• Exercise directions
Starting from the line containing "the banana bunch", write out the rest of the entries exactly, through the final line, including nothing else.

Items from a dataset
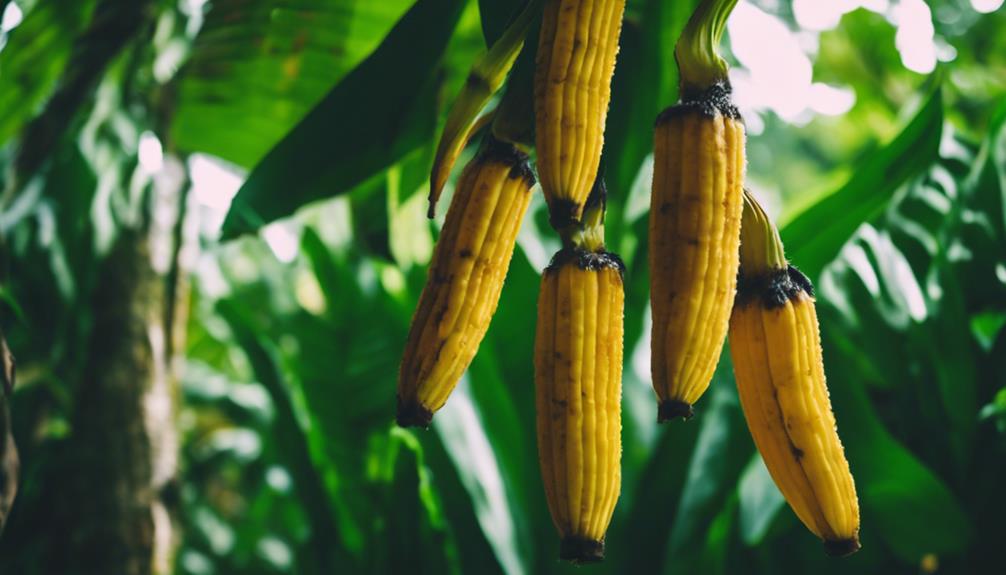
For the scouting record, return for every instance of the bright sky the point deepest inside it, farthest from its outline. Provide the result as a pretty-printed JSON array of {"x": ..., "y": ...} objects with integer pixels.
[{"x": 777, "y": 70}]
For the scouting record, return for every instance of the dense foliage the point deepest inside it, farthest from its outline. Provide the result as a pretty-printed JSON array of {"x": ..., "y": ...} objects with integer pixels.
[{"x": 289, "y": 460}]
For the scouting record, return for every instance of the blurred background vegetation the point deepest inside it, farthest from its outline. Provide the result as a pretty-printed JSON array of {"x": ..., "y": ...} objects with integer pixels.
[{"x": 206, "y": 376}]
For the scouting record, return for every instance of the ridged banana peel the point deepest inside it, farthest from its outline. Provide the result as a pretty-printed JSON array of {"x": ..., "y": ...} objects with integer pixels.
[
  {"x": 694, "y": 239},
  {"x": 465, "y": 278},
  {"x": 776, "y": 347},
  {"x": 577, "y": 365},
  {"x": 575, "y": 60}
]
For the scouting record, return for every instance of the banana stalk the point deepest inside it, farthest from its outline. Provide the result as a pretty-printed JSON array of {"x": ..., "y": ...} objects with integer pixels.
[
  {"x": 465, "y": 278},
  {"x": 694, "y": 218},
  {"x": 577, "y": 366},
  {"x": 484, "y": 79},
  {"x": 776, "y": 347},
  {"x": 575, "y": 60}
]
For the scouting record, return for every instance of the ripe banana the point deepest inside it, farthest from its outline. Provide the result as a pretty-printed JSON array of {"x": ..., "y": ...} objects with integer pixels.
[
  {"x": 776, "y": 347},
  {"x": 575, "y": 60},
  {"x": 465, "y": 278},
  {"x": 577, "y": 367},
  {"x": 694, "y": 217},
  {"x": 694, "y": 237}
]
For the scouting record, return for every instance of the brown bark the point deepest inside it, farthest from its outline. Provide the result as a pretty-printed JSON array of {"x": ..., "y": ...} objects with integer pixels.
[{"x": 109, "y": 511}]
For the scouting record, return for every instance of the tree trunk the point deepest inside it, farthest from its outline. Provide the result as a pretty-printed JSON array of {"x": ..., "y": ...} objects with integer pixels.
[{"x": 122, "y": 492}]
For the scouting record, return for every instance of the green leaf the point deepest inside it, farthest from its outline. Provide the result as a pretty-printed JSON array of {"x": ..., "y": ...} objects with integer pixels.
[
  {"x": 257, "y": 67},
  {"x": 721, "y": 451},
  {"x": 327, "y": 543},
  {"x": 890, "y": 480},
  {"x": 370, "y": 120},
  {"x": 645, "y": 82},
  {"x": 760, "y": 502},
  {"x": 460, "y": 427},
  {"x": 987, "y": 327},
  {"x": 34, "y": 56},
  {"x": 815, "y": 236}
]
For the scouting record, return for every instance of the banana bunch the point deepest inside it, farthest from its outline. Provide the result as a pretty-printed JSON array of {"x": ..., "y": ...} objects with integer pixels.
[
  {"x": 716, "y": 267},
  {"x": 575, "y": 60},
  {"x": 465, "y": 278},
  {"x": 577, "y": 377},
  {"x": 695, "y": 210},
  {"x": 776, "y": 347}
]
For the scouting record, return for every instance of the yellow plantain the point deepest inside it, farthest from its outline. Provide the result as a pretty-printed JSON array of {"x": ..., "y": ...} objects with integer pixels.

• Task output
For the scouting record, return for every instance of the banana bunch the point deepest inside it, farthest from its outline. Provide the result as a pretty-printed JSON array of {"x": ..., "y": ...} objects with integer pixels.
[
  {"x": 716, "y": 267},
  {"x": 575, "y": 60},
  {"x": 465, "y": 278},
  {"x": 577, "y": 377},
  {"x": 695, "y": 210},
  {"x": 776, "y": 347}
]
For the scouting record, return for every instance of the yellow plantain the point deepest inside it, farthest from its outline. Provide the result as a pretty-printed JSON array of {"x": ..., "y": ...} objects with integer pixels.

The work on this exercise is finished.